▼

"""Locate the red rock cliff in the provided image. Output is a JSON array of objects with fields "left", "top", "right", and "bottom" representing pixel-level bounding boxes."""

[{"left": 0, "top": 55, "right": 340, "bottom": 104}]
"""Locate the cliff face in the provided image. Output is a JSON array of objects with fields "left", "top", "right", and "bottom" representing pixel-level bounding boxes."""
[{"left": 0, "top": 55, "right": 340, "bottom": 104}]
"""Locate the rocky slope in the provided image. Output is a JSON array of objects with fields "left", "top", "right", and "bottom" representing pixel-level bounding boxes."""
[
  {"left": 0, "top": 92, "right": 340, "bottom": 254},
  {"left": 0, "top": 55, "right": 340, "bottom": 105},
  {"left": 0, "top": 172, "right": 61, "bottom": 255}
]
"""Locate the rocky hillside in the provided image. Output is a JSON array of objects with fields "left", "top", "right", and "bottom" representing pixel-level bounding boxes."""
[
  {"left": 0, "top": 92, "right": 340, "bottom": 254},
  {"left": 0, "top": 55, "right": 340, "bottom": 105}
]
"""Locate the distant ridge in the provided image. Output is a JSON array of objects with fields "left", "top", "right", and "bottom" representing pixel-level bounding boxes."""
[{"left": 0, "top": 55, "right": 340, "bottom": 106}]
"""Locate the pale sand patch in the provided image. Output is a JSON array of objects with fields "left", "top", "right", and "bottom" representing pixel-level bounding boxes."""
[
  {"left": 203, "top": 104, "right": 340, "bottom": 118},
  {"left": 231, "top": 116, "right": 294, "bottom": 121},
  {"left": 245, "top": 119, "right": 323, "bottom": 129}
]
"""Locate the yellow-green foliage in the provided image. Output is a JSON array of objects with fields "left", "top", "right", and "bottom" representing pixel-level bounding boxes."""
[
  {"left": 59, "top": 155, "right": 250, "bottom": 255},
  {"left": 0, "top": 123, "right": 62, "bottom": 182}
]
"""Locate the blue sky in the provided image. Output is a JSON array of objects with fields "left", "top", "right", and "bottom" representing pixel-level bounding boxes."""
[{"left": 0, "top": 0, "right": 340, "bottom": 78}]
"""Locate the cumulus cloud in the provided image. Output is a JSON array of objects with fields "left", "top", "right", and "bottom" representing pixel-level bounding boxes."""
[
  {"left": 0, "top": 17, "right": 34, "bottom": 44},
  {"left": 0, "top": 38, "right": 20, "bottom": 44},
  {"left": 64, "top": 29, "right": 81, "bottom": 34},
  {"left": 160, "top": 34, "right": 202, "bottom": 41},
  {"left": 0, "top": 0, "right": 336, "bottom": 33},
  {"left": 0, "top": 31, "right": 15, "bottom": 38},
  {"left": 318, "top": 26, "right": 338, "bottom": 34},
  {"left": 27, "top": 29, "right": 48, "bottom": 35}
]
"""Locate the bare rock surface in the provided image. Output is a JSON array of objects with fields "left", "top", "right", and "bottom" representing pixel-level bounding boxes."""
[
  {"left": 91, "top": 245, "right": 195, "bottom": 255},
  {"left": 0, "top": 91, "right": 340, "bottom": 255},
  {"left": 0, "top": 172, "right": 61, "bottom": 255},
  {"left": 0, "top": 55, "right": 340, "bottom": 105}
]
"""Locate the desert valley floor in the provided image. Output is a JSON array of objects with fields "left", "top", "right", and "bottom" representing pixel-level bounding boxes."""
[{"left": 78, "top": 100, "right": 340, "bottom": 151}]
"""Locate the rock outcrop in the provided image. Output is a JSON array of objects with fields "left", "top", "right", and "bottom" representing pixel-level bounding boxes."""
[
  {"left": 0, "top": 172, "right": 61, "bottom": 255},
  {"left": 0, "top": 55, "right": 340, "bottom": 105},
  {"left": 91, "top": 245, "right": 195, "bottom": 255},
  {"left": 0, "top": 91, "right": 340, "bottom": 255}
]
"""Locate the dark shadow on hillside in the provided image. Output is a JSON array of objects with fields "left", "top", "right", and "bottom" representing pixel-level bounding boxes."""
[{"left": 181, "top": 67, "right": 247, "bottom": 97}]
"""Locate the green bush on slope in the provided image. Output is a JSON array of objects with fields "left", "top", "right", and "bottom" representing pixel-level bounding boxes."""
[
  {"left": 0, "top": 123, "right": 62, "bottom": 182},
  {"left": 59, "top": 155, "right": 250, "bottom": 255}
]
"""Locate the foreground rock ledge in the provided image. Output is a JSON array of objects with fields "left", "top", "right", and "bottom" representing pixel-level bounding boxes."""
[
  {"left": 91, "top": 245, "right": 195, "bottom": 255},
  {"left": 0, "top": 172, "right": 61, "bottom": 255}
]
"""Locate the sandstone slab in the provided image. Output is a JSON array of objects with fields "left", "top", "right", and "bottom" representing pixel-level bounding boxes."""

▲

_WHAT YOU SHOULD DO:_
Revise the lines that run from the one containing "the desert valley" through the end of the records, changing "provided" to "supplied" and leaving everything else as it stands. Give only those lines.

_FULL OUTPUT:_
"""Locate the desert valley floor in the supplied image. Output is a JSON array of objects with fields "left", "top", "right", and "bottom" representing pixel-level bounding boxes."""
[{"left": 78, "top": 100, "right": 340, "bottom": 151}]
"""Locate the rock outcrop in the supplied image. Output is a JSON array of objects with fields "left", "top", "right", and "bottom" representing pixel-level bounding boxes."""
[
  {"left": 0, "top": 172, "right": 61, "bottom": 255},
  {"left": 0, "top": 55, "right": 340, "bottom": 105},
  {"left": 91, "top": 245, "right": 195, "bottom": 255},
  {"left": 0, "top": 91, "right": 340, "bottom": 255}
]
"""Locate the dark shadow on hillside in the supplied image. Output is a JSON array of objects with fields "left", "top", "right", and "bottom" representing pixel-level bounding boxes."""
[{"left": 181, "top": 67, "right": 247, "bottom": 97}]
"""Locate the green bush on slope in the supplied image. Output is a JSON array of objects with fields "left", "top", "right", and "bottom" representing pixel-level bounding boxes."""
[
  {"left": 0, "top": 123, "right": 62, "bottom": 182},
  {"left": 59, "top": 155, "right": 250, "bottom": 255}
]
"""Locate the foreground rock ledge in the supplied image. Output is a JSON array of objects with fields "left", "top", "right", and "bottom" representing pixel-level bounding boxes."""
[
  {"left": 91, "top": 245, "right": 195, "bottom": 255},
  {"left": 0, "top": 172, "right": 61, "bottom": 255}
]
"""Locate the sandstone slab in the supplied image. Output is a JSON array of objects with fields "left", "top", "right", and "bottom" representing pixel-level bounding boxes."""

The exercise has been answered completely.